A very long time ago a mate (cough) did a tiny piss in his bellcheese boss’s contact lens solution. Apparently knowing your boss has your piss in his eyes is both soothing and immensely satisfying.


Sent from my iPhone using Tapatalk
 




Brian Fantana

Well-known member
Oct 8, 2006
7,202
In the field
I bring a Friday afternoon tale of WOE.

We had two new team members start late last year and both, I thought, were ok. Not brilliantly impressive at their jobs nor markedly lazy or crap, just middling. Like a drink. Don't eat smelly food or crisps and have normal ring tones. Newbie one is an Arsenal fan with a slightly grating voice but has otherwise displayed no bellcheesery to date whatsoever. Newbie two I had even higher hopes for given he was an Ipswich fan who actually went to games as well as a racing fan who sometimes offers tips that aren't awful. In fact I'm up on his tips. Funny, gets his round in, goes on site when needed. You know the sort.

So imagine my HORROR yesterday afternoon when Newbie Two enquired if we were all watching the Bake Off. No. No, I'm not.

__Work instructions__:
1 – Write out everything in the office workmates post from "We had two new" down to "No, I'm not." again, switching "Ipswich" to "Norwich".
2 – Carry on the Friday afternoon tale about the new workmate from the point where it stops.

__Record excerpts__:
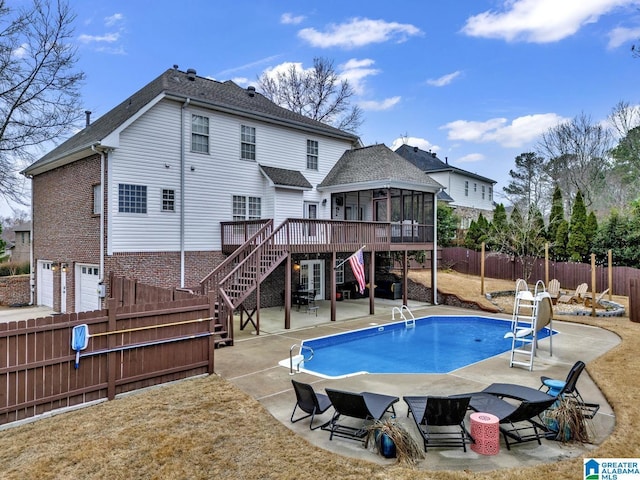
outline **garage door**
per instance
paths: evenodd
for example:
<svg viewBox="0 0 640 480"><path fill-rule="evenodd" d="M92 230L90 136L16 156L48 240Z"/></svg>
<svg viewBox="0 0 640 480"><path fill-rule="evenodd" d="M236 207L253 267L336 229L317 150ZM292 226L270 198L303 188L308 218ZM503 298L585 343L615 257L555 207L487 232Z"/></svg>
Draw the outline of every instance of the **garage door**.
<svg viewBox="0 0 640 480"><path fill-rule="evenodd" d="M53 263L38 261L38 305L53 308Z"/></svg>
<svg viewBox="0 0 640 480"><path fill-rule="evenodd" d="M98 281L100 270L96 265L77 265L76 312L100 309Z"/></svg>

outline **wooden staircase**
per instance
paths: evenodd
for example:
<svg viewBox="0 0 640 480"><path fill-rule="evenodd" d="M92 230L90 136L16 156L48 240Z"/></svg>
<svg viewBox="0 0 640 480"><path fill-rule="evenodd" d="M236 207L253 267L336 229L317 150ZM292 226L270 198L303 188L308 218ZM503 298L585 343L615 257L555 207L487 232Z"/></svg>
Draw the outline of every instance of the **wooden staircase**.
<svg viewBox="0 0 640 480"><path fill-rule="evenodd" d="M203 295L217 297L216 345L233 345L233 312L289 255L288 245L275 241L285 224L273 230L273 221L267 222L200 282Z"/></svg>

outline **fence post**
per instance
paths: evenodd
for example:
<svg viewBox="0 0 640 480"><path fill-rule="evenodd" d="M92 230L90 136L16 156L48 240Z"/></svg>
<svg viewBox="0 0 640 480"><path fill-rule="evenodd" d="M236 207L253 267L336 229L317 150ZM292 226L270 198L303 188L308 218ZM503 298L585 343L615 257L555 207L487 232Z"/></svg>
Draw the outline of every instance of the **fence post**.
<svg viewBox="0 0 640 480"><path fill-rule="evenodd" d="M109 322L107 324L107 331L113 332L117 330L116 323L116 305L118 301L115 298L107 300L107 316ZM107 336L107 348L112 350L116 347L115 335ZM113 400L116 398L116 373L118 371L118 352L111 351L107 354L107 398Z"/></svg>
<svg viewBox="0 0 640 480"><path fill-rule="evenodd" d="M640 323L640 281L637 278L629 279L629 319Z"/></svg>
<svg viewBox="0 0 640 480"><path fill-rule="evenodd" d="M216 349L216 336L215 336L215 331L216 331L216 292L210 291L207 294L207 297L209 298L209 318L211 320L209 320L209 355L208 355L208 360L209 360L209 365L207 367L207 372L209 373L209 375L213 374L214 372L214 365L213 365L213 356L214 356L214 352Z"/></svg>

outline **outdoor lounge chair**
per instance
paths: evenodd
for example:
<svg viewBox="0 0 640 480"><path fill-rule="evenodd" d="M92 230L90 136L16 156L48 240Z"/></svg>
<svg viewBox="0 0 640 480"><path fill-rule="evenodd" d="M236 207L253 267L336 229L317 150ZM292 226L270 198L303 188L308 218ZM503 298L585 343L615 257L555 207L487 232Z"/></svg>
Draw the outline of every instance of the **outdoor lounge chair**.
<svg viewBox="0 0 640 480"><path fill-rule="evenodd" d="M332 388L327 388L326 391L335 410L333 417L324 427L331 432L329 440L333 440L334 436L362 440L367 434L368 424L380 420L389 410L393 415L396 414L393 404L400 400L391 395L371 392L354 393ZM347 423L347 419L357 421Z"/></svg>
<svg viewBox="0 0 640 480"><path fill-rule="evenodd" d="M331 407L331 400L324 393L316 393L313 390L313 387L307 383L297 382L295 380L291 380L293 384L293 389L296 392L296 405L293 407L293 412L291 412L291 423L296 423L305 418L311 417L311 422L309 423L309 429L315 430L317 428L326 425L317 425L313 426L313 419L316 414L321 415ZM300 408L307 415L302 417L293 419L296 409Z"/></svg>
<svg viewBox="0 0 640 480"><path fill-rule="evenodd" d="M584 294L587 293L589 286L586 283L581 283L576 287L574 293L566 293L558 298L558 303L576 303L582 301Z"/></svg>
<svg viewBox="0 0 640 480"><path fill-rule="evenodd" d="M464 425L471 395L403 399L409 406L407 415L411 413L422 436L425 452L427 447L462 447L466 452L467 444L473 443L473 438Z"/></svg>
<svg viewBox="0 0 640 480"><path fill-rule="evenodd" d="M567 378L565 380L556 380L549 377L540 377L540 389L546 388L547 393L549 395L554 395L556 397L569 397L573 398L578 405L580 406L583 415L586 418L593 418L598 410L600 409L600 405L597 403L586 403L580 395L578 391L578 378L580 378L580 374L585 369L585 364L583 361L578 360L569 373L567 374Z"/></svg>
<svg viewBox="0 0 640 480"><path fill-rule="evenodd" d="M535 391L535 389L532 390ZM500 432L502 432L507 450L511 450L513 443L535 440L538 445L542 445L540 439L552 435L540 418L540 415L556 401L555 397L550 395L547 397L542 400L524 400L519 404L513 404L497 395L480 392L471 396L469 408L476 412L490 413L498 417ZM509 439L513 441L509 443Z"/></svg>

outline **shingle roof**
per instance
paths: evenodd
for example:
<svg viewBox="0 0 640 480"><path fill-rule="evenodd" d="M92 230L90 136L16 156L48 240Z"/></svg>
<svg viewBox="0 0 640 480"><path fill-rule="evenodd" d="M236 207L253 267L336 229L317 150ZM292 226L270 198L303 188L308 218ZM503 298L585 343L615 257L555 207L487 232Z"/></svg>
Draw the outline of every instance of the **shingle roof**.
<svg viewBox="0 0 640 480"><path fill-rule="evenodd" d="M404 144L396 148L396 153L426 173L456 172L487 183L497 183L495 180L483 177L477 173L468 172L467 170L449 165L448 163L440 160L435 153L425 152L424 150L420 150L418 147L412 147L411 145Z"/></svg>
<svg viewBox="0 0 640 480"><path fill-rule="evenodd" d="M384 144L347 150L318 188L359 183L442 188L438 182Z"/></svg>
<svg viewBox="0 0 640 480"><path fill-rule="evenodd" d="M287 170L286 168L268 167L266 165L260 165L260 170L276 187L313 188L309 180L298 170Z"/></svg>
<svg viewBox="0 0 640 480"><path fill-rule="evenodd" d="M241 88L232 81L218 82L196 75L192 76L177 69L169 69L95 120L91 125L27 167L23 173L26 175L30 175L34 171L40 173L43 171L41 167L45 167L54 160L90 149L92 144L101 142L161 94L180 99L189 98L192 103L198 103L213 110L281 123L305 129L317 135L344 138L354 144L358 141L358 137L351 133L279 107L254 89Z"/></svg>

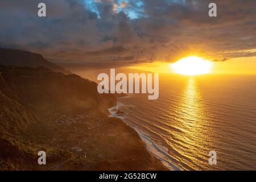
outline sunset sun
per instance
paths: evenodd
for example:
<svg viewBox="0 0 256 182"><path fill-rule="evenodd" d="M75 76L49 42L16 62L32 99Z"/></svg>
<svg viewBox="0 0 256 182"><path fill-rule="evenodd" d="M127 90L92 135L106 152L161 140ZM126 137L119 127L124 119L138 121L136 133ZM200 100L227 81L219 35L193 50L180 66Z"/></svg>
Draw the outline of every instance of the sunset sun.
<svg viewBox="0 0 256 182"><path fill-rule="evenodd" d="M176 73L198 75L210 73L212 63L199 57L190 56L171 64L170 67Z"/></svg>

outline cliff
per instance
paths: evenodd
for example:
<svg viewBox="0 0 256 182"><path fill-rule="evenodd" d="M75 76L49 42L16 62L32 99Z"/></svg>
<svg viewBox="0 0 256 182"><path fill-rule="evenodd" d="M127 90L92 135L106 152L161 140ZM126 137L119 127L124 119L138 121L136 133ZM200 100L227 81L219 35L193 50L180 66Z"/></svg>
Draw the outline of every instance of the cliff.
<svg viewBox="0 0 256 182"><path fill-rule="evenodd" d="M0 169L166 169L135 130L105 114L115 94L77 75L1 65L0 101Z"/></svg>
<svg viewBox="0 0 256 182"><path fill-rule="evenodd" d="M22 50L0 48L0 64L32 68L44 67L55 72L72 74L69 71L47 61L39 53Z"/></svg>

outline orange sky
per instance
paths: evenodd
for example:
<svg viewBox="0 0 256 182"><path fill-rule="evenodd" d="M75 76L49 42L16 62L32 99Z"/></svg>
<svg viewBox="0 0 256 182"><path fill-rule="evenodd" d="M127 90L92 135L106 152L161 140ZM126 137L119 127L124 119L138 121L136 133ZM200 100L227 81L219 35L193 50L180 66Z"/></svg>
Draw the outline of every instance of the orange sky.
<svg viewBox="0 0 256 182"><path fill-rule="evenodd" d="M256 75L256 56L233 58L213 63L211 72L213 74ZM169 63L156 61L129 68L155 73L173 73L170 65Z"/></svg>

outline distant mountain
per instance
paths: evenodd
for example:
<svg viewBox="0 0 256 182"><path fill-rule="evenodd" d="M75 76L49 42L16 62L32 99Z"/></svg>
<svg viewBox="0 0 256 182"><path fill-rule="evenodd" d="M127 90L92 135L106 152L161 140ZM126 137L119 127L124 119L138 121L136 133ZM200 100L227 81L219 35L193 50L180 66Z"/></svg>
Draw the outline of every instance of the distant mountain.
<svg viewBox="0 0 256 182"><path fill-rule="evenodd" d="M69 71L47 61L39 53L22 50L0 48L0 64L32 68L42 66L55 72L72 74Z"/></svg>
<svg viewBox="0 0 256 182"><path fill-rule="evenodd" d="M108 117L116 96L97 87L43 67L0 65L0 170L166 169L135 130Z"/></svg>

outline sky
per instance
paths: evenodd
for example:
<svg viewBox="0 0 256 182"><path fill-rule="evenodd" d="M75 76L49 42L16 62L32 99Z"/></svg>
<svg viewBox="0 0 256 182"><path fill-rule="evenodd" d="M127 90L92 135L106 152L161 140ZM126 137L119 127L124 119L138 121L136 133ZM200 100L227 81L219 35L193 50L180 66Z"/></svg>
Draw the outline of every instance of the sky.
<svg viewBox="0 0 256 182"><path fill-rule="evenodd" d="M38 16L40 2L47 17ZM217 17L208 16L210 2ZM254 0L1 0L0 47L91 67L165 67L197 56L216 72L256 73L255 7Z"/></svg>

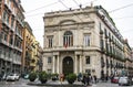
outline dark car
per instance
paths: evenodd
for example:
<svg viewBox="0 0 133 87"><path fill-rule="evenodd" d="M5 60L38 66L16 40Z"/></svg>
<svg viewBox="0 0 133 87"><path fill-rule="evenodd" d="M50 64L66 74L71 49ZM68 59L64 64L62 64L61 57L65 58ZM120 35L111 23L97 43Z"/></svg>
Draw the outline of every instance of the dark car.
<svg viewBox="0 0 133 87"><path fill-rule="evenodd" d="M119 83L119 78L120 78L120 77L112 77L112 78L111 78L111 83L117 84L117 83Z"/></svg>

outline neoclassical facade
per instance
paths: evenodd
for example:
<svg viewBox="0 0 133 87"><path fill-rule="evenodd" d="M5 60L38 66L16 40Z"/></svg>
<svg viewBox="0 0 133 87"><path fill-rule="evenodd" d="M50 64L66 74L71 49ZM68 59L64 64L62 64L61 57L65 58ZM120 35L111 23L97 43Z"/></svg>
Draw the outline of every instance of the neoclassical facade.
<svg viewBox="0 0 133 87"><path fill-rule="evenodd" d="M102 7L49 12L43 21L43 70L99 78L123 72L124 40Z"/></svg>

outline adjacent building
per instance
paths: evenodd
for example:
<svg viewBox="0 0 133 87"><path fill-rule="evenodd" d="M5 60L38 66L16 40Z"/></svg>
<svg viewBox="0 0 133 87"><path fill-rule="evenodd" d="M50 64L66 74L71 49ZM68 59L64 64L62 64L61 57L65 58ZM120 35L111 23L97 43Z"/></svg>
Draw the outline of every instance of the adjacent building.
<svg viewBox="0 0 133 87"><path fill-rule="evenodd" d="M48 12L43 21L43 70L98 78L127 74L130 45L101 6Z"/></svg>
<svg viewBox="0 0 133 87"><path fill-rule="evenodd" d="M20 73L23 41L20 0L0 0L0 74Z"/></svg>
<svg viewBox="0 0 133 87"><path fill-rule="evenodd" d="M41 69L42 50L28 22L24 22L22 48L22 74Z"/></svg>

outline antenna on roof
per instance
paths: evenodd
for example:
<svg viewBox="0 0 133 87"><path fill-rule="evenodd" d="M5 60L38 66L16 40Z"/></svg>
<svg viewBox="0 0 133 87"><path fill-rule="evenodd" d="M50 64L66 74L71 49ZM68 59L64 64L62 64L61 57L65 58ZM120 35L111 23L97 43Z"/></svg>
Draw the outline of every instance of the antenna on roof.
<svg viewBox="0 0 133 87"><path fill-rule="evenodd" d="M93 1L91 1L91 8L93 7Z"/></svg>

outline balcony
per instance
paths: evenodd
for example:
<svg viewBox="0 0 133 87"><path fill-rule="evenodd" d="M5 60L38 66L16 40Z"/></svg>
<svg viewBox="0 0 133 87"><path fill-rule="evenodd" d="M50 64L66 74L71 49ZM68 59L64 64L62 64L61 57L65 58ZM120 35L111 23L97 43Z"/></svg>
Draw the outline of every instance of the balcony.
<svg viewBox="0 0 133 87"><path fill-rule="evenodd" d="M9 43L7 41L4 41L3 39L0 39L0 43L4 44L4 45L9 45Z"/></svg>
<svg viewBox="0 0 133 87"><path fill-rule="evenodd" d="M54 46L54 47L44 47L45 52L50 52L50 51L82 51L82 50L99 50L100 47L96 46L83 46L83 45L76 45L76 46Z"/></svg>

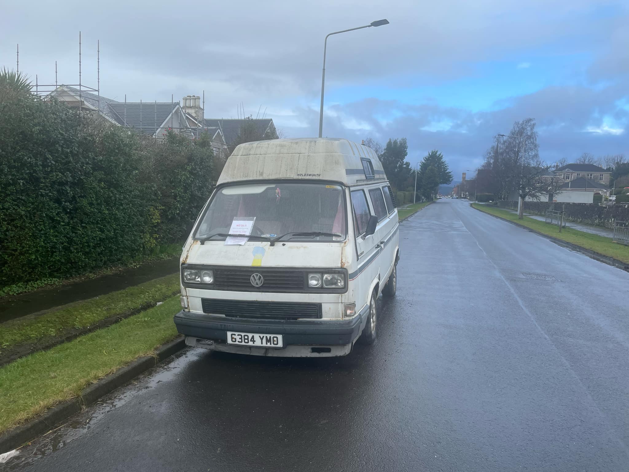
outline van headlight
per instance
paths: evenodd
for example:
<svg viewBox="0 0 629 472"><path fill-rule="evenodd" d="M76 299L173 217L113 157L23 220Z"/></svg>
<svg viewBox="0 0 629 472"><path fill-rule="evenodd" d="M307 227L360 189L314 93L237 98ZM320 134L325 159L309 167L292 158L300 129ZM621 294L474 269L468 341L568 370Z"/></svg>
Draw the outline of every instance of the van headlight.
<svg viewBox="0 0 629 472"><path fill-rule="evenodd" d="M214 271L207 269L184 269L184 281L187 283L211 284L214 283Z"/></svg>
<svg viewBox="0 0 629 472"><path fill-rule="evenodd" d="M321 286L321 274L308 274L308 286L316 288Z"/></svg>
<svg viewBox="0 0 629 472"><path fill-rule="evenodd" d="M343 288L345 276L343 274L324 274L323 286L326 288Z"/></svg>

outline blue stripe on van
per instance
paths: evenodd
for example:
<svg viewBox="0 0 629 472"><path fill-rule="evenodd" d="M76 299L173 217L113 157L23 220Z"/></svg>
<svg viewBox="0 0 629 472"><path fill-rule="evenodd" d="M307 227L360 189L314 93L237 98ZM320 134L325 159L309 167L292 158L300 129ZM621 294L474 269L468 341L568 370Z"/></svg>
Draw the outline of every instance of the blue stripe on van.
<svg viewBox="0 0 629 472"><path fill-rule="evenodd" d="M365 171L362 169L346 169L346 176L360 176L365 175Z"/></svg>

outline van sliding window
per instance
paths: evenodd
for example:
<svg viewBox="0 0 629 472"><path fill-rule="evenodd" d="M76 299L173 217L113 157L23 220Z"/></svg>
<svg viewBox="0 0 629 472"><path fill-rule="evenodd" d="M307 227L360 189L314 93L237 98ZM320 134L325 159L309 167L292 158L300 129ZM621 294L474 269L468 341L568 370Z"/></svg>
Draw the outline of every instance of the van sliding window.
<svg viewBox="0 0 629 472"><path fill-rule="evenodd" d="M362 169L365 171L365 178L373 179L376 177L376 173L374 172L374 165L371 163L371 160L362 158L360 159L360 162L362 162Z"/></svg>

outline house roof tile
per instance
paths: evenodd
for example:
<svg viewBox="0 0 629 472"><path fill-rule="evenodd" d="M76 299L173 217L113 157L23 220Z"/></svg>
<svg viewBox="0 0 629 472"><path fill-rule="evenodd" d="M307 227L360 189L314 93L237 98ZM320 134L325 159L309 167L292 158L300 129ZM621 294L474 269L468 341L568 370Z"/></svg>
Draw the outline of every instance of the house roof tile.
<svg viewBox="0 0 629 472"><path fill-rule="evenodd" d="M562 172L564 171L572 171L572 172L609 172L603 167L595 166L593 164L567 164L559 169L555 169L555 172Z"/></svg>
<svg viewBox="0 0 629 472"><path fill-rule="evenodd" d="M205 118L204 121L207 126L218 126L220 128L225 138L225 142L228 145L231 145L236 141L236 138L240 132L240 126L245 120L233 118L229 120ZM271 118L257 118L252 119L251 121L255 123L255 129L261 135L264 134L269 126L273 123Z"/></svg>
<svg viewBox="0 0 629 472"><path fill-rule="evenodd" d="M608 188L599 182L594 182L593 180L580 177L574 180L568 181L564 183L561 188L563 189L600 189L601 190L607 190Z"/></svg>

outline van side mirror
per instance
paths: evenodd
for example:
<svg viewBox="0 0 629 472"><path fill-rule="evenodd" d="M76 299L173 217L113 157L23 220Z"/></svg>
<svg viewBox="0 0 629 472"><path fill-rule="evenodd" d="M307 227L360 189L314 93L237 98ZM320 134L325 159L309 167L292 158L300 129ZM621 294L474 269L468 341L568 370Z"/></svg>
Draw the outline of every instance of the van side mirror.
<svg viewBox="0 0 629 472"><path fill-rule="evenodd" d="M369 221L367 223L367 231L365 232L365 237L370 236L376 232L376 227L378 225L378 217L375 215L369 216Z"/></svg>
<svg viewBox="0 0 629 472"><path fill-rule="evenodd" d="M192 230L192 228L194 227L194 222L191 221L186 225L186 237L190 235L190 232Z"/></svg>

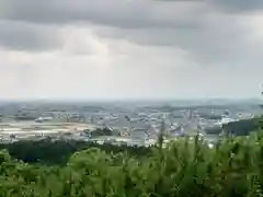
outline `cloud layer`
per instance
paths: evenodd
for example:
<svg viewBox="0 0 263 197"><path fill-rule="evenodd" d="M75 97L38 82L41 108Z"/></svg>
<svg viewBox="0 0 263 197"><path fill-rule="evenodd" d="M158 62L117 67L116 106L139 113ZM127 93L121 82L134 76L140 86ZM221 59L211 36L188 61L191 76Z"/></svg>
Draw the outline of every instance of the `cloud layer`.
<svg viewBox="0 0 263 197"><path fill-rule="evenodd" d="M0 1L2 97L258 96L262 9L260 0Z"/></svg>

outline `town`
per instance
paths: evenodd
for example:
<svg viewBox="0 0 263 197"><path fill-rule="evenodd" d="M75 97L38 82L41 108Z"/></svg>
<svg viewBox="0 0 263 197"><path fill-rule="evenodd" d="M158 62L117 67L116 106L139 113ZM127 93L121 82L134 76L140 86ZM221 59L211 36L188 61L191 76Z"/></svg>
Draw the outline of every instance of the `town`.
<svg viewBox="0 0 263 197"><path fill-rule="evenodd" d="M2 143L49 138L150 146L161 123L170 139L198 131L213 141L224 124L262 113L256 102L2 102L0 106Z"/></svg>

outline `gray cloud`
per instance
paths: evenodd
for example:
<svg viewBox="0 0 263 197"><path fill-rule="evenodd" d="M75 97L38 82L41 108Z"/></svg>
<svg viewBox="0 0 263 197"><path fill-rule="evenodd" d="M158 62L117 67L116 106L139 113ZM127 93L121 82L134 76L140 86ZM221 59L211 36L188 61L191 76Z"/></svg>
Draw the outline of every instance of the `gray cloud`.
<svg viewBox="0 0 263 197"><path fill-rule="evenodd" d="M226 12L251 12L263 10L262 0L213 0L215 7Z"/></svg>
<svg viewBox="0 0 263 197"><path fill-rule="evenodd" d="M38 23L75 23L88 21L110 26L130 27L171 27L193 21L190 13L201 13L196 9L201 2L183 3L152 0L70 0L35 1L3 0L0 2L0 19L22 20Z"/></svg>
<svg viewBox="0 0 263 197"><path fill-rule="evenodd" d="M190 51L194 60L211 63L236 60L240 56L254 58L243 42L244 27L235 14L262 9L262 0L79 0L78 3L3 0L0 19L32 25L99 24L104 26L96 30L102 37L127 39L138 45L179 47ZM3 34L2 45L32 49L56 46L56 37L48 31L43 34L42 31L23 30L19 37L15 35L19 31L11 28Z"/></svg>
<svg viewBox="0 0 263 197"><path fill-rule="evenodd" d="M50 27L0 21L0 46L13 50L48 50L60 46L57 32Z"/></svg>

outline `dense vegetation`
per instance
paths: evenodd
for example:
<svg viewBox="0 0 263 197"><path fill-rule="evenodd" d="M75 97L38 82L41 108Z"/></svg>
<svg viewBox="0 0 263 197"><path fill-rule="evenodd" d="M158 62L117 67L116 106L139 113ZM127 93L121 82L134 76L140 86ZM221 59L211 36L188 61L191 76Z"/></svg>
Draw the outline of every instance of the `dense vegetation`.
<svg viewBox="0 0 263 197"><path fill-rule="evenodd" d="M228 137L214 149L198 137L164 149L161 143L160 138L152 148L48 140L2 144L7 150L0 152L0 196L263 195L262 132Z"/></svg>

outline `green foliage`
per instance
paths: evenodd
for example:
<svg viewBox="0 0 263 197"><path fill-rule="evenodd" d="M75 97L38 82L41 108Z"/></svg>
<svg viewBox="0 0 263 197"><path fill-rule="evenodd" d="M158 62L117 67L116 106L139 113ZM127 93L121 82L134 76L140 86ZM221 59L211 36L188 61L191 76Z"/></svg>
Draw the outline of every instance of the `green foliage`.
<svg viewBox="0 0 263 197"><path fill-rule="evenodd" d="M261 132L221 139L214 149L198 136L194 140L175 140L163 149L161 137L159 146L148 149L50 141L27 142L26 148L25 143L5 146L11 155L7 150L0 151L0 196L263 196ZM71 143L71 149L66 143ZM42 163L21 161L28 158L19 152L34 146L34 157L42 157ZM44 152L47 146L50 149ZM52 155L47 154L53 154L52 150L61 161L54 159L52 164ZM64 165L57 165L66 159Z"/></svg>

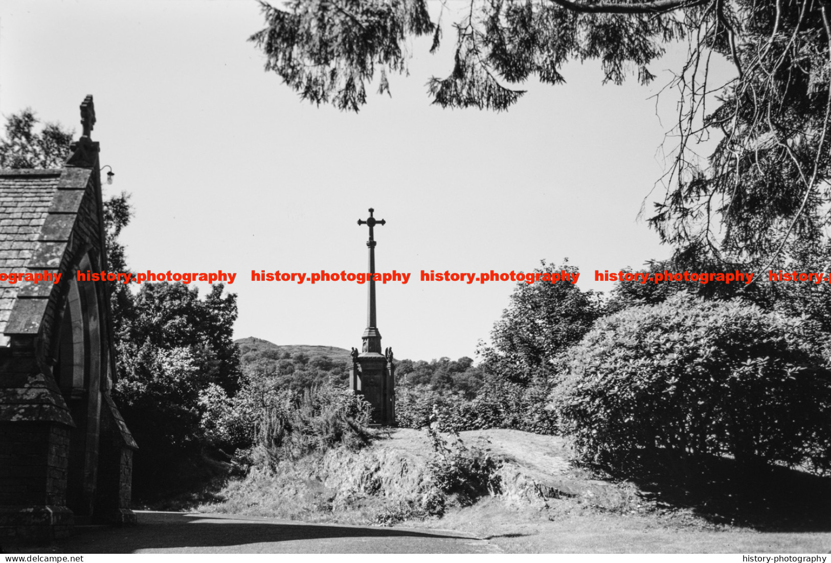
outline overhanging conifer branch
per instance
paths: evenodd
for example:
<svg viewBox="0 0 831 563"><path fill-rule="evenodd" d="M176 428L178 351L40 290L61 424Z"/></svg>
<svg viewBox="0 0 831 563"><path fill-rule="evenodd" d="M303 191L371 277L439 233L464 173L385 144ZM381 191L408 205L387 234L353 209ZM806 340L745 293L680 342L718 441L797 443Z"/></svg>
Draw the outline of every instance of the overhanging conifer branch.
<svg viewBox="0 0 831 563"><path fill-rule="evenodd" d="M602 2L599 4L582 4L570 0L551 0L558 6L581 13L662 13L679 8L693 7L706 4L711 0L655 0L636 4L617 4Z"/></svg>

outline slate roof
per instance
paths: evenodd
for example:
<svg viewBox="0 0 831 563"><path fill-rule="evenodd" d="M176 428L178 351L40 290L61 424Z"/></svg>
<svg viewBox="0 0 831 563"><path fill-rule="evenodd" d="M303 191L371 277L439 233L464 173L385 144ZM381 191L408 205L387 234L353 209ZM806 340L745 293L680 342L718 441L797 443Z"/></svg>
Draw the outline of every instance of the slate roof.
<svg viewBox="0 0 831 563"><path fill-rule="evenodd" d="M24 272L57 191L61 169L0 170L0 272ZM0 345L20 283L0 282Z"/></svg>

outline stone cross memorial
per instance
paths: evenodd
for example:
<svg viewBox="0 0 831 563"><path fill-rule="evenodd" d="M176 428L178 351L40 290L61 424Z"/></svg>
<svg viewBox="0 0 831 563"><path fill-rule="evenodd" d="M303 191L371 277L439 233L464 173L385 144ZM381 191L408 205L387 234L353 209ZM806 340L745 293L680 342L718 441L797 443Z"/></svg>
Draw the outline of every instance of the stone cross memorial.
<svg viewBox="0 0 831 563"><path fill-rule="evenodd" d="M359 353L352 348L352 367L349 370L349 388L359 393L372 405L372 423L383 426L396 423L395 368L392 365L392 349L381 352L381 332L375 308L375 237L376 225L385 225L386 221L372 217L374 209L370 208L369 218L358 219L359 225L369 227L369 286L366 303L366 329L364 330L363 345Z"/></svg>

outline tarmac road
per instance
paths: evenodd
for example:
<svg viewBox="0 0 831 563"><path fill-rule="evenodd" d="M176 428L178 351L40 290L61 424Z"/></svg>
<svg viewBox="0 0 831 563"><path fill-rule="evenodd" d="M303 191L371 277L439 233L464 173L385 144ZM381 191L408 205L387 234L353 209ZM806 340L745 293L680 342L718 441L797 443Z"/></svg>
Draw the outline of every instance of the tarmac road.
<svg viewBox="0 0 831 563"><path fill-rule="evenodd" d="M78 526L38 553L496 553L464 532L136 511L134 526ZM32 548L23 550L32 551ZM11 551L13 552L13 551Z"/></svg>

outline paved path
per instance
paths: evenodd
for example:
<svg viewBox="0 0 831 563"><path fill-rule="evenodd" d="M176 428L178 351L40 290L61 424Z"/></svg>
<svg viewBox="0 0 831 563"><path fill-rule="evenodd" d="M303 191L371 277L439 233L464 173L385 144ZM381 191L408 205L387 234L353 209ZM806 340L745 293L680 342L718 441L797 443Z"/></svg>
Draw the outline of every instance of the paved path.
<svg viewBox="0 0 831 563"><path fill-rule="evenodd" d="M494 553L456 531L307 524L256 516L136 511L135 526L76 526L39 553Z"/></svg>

__Exercise results__:
1 –
We had two new team members start late last year and both, I thought, were ok. Not brilliantly impressive at their jobs nor markedly lazy or crap, just middling. Like a drink. Don't eat smelly food or crisps and have normal ring tones. Newbie one is an Arsenal fan with a slightly grating voice but has otherwise displayed no bellcheesery to date whatsoever. Newbie two I had even higher hopes for given he was an Norwich fan who actually went to games as well as a racing fan who sometimes offers tips that aren't awful. In fact I'm up on his tips. Funny, gets his round in, goes on site when needed. You know the sort.

So imagine my HORROR yesterday afternoon when Newbie Two enquired if we were all watching the Bake Off. No. No, I'm not.

2 –
Nor were very many others. There seems to be a core of Bake Off fans in the office and a remainder who, like me, neither know nor care about it (actually that's not true, if I'm going to watch a cooking show it needs to be Gordon Ramsey calling someone a ***t or the late, great Bourdain eating spicy insects with a Pacific tribe who are off their nuts on Kava rather than some odd looking middle class bird from Cheshire making a cake but I digress). The fact that only about THREE people are spending their evenings engaged in this torture didn't stop Newbie Two from instigating a compeition whereby people had to pick a contestant from the website as their favourite. Then....yes it gets better.....if they go out you have to bake something at home that your contestant attempted in the show they came last in. And take it in to the office for everyone else to eat and judge. Yes, really. So, not only do you have to visit the frickin website and learn the name of the odd looking middle class bird from Cheshire, you have to find out if she's any good at cake making, watch EVERY show and bake something for an office that contains (at the last count) a vegan, two vegetarians, one gluten intolerant, a Muslim, several kosher Jews and a bloke in the corner who never talks.

FFS.

(I'm not in which no doubt means I'll be regarded as GRUMPY).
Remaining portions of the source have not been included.